> Set task: Reproduce the data below, switching "Result" to "Output" everywhere it occurs and leaving all else unchanged.

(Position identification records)
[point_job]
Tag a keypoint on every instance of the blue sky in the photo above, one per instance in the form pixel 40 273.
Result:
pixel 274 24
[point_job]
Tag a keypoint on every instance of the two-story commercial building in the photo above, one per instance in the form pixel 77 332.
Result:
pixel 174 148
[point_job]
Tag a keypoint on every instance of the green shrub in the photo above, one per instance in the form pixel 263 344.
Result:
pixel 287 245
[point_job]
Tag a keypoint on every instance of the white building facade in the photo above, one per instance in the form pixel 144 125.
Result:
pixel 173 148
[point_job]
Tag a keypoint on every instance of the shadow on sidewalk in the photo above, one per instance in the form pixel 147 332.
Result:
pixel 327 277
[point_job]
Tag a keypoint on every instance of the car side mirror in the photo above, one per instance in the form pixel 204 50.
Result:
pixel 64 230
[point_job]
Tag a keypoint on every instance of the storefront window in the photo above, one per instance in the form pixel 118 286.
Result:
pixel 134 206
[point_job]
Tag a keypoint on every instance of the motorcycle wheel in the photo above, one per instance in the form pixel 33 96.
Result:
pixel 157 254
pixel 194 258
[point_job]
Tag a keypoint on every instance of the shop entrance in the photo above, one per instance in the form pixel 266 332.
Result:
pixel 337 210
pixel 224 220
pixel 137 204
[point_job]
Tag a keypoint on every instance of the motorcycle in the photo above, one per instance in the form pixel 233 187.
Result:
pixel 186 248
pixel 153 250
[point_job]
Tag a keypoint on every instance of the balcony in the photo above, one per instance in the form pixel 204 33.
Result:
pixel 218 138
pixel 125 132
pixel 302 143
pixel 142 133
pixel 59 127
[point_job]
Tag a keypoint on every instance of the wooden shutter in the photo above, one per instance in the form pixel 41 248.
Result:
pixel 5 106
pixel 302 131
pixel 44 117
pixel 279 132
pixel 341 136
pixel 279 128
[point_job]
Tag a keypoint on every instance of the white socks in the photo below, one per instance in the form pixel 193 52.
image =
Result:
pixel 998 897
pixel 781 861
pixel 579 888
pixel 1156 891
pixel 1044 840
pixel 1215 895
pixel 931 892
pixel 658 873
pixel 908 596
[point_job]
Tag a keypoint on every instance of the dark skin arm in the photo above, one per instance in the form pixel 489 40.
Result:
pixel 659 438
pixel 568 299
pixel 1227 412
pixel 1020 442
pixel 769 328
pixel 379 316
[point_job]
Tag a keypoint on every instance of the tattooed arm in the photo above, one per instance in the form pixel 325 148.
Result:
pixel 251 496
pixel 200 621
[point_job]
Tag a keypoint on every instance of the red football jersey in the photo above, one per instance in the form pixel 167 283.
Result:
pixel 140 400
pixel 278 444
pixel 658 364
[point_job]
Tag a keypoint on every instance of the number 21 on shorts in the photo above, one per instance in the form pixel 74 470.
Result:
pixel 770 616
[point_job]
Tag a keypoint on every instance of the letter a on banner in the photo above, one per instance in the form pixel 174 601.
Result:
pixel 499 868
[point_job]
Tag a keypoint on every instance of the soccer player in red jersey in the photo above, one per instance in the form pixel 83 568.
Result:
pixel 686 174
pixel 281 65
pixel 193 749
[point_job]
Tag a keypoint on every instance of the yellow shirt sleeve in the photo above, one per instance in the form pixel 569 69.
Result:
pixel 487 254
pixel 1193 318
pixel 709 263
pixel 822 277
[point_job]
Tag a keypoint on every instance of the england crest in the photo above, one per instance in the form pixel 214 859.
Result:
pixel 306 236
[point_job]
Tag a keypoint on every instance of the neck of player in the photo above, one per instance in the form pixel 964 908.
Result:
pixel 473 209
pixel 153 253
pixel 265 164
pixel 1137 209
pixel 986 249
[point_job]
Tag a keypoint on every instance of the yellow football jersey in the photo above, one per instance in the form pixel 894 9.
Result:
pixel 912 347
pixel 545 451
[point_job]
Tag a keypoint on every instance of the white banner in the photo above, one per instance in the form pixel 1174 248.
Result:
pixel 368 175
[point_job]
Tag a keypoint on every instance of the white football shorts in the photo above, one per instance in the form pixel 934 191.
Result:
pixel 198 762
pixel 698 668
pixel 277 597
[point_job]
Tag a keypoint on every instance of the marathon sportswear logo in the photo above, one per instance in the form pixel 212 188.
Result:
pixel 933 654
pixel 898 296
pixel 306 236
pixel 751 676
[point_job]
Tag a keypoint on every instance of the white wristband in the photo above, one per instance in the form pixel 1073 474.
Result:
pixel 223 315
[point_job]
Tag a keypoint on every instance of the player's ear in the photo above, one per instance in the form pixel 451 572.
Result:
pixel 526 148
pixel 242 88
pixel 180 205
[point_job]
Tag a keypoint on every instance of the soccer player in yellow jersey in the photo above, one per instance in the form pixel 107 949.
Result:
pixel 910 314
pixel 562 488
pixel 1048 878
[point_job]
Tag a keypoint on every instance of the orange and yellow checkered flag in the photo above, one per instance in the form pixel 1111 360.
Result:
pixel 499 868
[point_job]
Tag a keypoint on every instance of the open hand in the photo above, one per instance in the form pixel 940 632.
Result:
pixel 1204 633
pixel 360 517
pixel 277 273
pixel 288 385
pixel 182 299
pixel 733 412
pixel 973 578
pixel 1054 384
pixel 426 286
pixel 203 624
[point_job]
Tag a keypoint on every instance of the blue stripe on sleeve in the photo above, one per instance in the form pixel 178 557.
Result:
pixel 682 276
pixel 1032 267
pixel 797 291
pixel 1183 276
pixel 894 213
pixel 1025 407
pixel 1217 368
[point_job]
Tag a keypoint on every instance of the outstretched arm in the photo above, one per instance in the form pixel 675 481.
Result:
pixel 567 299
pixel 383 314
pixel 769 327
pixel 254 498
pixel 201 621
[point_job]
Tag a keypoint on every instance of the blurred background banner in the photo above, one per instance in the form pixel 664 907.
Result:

> Problem solution:
[point_job]
Tag a keypoint on every instance of the blue sky in the photo above, one per instance in the form pixel 40 273.
Output:
pixel 274 24
[point_job]
Tag a keypoint on every instance of the two-story commercial building in the photo above, one per instance in the form pixel 77 332.
Output:
pixel 174 148
[point_job]
Tag a keypoint on every instance of the green shrub in the photo above, one per instance in the form pixel 263 344.
Output:
pixel 287 245
[point_job]
Tag a keypoint on every instance of the white building facade in the photo above, one per instance in the form pixel 144 125.
Output:
pixel 173 148
[point_job]
Tag a keypoint on every instance of the shadow on sidewalk in the photo above, one per instance in the form pixel 147 332.
Output:
pixel 327 277
[point_job]
Tag a keypoint on every instance of the car side mirror in the photo above, one per instance in the form pixel 204 50.
Output:
pixel 64 230
[point_job]
Tag a keypoint on every instance of the storefront window in the photo above, one per instance in the form pixel 118 286.
Output:
pixel 134 206
[point_job]
Tag a keypoint on every instance of the motorcycle wheel in the photo above, one per instance in the form pixel 33 96.
Output:
pixel 157 254
pixel 194 258
[point_job]
Tag a keypoint on every instance of the shop entrance in the photo above, one per instance in the form pixel 266 332.
Output:
pixel 337 210
pixel 224 220
pixel 137 204
[point_job]
Tag a keypoint on every instance of the motorcycle in the photo above, one per instance in the form pixel 233 187.
Output:
pixel 186 248
pixel 153 250
[point_job]
Tag a keypoint on every instance of the balcony in the photo above, one per instance in the form pixel 204 33.
Output:
pixel 218 138
pixel 125 132
pixel 302 143
pixel 142 133
pixel 59 127
[point_job]
Tag a keypoint on every instance of the wooden shutter in the photo above, one per instance in the form pixel 41 248.
Output:
pixel 5 106
pixel 302 131
pixel 44 117
pixel 279 132
pixel 341 136
pixel 279 128
[point_job]
Tag a keypoint on every instance of the white socks in the photo below, one per instance in the form pixel 193 52.
image =
Output:
pixel 998 897
pixel 781 861
pixel 579 888
pixel 1156 891
pixel 1044 840
pixel 1215 895
pixel 931 892
pixel 658 873
pixel 908 596
[point_job]
Tag a keypoint on every instance of the dark skin arm in the photo above, one per instance in the form pixel 489 40.
Output:
pixel 659 438
pixel 568 299
pixel 1227 412
pixel 1020 442
pixel 769 328
pixel 379 316
[point_job]
Tag a keypoint on every instance of the tattooed arm in the photo above, one per instance in the form pixel 325 148.
Output:
pixel 251 496
pixel 200 621
[point_job]
Tag a keypoint on every instance of the red football jersey in the photo above, one per instance in the form pixel 167 283.
Output:
pixel 140 400
pixel 278 444
pixel 658 364
[point_job]
Tag a keypoint on every instance of the number 21 on shorts in the photo above, one per instance in the form pixel 74 470.
Output:
pixel 770 616
[point_job]
Tag a keypoint on every instance of the letter a on banner in the photo above, one per instance in the form pixel 174 601.
Output:
pixel 499 868
[point_job]
Tag a keypoint on every instance of the soccer player in red jersey in the photo above, one per instance in the form pixel 83 568.
Output:
pixel 686 174
pixel 281 65
pixel 193 749
[point_job]
Tag a keypoint on every instance of the yellow shirt sleeve in the photo above, one per instance in the form pixel 569 69.
Output:
pixel 487 254
pixel 1193 318
pixel 709 263
pixel 822 277
[point_job]
Tag a keypoint on every instance of the england crest in the photo above, one per instance in the form pixel 214 859.
Output:
pixel 306 236
[point_job]
Tag a keypoint on every instance of the neck of player in the photo above, one per instance in the form pixel 964 908.
Output:
pixel 473 209
pixel 153 253
pixel 265 164
pixel 1137 209
pixel 986 249
[point_job]
Tag a keypoint on every instance of the yellow football jersey in the photo above, one per instance in the form pixel 894 9.
Output:
pixel 912 347
pixel 545 451
[point_job]
Tag a keypoint on every instance of the white banner in the photo above, one per instance in the form pixel 1174 248.
Output:
pixel 368 175
[point_job]
Tag a keypoint on every instance of the white football shorts in the photo above, one per instance in the form pixel 934 191.
Output:
pixel 198 762
pixel 698 668
pixel 277 597
[point_job]
Tag a keypoint on every instance of the marathon sportswear logo in the photo above, one per instance in the form pixel 212 188.
Output:
pixel 933 654
pixel 898 296
pixel 306 236
pixel 751 676
[point_job]
Tag a keypoint on every instance of the white wristband in the photo above, one per instance in the form pixel 1073 474.
Output:
pixel 223 315
[point_job]
Tag a keypoint on every instance of the player's ear in the photo above, one per instance in the form pixel 451 572.
Output:
pixel 526 148
pixel 242 88
pixel 180 205
[point_job]
Tag a keypoint on every instance of the soccer player in yellow jersey in the photo above, one per instance in the form pixel 107 949.
Output:
pixel 910 314
pixel 562 488
pixel 1048 878
[point_job]
Tag a keypoint on every instance of the orange and yellow checkered flag in the photo above, one per instance in the form pixel 1111 360.
Output:
pixel 499 868
[point_job]
Tag a keypoint on every instance of the open hand in the photo above, one per instance in the form pixel 940 632.
Output:
pixel 1204 633
pixel 360 517
pixel 277 273
pixel 288 385
pixel 182 299
pixel 733 412
pixel 973 578
pixel 1054 384
pixel 426 286
pixel 203 624
[point_job]
Tag a keypoint on every instance of the blue stripe on sleeve in the photo above, one per instance in the form pixel 178 557.
Output:
pixel 682 276
pixel 1032 267
pixel 797 291
pixel 1183 276
pixel 894 213
pixel 1025 407
pixel 1217 368
[point_job]
Tag a keypoint on every instance of the outstretched arm in the photo above, one per instance in the form pixel 675 481.
Output:
pixel 567 299
pixel 383 314
pixel 769 327
pixel 254 498
pixel 201 621
[point_job]
Tag a keypoint on every instance of the blurred background banner in the photo above, one per instance in the form pixel 664 907.
Output:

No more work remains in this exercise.